[What is needed] The whole of the data, every line, should come back exactly the same.

-------- Input for this task --------

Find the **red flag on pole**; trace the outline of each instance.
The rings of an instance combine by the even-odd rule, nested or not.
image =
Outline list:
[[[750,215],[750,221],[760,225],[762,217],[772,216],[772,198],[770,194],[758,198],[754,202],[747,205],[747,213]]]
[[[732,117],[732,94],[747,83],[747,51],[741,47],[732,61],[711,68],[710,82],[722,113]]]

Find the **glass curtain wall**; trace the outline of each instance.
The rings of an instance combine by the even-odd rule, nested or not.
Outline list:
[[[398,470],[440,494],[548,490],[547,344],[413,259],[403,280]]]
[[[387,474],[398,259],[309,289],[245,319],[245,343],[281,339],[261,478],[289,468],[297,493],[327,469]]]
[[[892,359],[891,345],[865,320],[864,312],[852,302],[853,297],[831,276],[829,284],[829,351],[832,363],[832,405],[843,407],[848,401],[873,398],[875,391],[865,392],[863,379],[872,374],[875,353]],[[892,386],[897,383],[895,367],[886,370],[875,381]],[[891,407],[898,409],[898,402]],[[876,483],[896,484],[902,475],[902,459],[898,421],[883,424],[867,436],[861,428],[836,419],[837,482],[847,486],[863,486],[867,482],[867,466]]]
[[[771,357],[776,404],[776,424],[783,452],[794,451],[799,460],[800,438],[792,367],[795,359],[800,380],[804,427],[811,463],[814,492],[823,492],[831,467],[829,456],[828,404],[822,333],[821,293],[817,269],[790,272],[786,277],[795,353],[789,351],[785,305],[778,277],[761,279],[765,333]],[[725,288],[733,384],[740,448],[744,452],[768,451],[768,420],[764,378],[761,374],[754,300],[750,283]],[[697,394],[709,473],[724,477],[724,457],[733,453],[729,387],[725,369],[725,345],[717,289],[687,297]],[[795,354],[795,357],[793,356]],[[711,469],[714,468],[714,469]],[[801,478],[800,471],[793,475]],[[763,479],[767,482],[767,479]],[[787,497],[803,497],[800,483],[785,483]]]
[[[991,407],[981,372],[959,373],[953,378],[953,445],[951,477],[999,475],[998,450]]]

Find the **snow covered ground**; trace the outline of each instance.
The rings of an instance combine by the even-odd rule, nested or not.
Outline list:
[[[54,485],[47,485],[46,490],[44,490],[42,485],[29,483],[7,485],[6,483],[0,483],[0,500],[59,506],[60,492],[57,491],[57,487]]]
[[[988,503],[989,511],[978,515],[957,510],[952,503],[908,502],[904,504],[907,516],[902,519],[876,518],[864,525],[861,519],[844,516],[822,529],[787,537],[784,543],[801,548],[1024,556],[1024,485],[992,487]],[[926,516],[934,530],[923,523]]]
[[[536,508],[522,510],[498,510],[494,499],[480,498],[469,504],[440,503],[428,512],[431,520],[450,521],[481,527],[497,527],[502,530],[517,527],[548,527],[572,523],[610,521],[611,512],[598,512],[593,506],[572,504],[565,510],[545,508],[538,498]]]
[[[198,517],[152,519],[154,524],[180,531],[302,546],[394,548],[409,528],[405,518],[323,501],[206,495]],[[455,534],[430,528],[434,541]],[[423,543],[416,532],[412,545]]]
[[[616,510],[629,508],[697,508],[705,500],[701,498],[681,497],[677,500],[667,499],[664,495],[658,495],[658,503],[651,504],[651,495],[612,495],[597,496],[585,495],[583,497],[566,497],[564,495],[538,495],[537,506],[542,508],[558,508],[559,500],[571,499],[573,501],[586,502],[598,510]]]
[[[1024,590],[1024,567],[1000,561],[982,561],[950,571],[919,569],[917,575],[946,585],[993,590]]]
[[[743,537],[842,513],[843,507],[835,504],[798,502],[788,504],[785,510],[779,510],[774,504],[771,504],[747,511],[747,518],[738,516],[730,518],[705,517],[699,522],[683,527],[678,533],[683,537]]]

--------

[Task response]
Find the **red flag on pole**; trace the outline of each instance.
The rings of an instance combine by the even-odd rule, nested or not.
image =
Outline list:
[[[750,215],[750,221],[760,225],[762,217],[772,216],[772,198],[770,194],[758,198],[754,202],[747,205],[747,213]]]
[[[732,117],[732,94],[747,83],[747,51],[741,47],[732,61],[711,68],[710,82],[722,113]]]

Find the **glass curtain wall**; trace the outline of each instance.
The rings of an instance combine by the even-odd rule, nested or not.
Outline list:
[[[398,470],[440,494],[548,490],[547,344],[413,259],[403,280]]]
[[[387,474],[398,259],[309,289],[245,319],[245,343],[281,339],[261,478],[289,468],[297,493],[327,469]]]
[[[892,359],[891,345],[865,320],[864,312],[852,302],[853,297],[831,276],[829,284],[829,351],[832,363],[832,405],[843,407],[848,401],[873,398],[875,391],[865,392],[863,379],[872,374],[875,353]],[[892,386],[897,383],[895,367],[886,370],[875,381]],[[891,407],[898,409],[898,402]],[[876,483],[896,484],[902,475],[902,459],[898,421],[883,424],[867,436],[861,428],[836,419],[837,482],[847,486],[863,486],[867,482],[867,466]]]
[[[771,357],[776,404],[776,424],[783,452],[794,451],[799,460],[800,438],[792,367],[795,359],[800,380],[804,427],[811,463],[814,492],[823,492],[831,467],[829,456],[828,404],[822,333],[821,293],[817,269],[790,272],[786,277],[795,353],[789,351],[785,305],[778,277],[761,279],[765,333]],[[725,288],[733,384],[740,448],[744,452],[768,451],[768,420],[764,378],[761,374],[754,300],[750,283]],[[697,394],[709,473],[724,477],[724,457],[733,453],[729,387],[725,369],[725,345],[717,289],[687,297]],[[795,354],[795,357],[793,356]],[[711,469],[714,468],[714,469]],[[801,478],[800,471],[793,475]],[[763,479],[767,482],[767,479]],[[787,497],[803,497],[800,483],[785,483]]]
[[[991,407],[981,372],[959,373],[953,378],[953,445],[951,477],[999,475],[998,450]]]

Find the **snow covered ground**; trace the outline of each instance.
The rings of an instance combine by the even-odd rule, nested or not.
Outline list:
[[[54,485],[47,485],[46,490],[44,490],[42,485],[29,483],[7,485],[6,483],[0,483],[0,500],[59,506],[60,492],[57,491],[57,487]]]
[[[988,503],[989,511],[978,515],[957,510],[952,503],[908,502],[904,504],[907,516],[902,519],[876,518],[864,525],[861,519],[844,516],[822,529],[787,537],[784,543],[801,548],[1024,556],[1024,485],[992,487]],[[926,516],[934,530],[923,523]]]
[[[536,508],[522,510],[498,510],[494,499],[480,498],[469,504],[440,503],[428,512],[431,520],[450,521],[481,527],[497,527],[502,530],[517,527],[548,527],[572,523],[610,521],[611,512],[598,512],[593,506],[572,504],[565,510],[545,508],[538,498]]]
[[[198,517],[152,519],[154,524],[180,531],[302,546],[394,548],[409,528],[405,518],[323,501],[206,495]],[[455,534],[430,528],[434,541]],[[423,543],[416,532],[412,545]]]
[[[616,510],[629,508],[697,508],[705,500],[701,498],[681,497],[677,500],[667,499],[664,495],[658,495],[658,503],[651,504],[651,495],[612,495],[597,496],[585,495],[583,497],[566,497],[564,495],[538,495],[537,506],[542,508],[558,508],[559,500],[571,499],[573,501],[586,502],[598,510]]]
[[[1024,590],[1024,567],[1000,561],[982,561],[950,571],[919,569],[917,575],[946,585],[993,590]]]
[[[743,537],[842,513],[843,507],[835,504],[798,502],[788,504],[785,510],[779,510],[774,504],[771,504],[747,511],[747,518],[738,516],[730,518],[705,517],[699,522],[683,527],[678,533],[683,537]]]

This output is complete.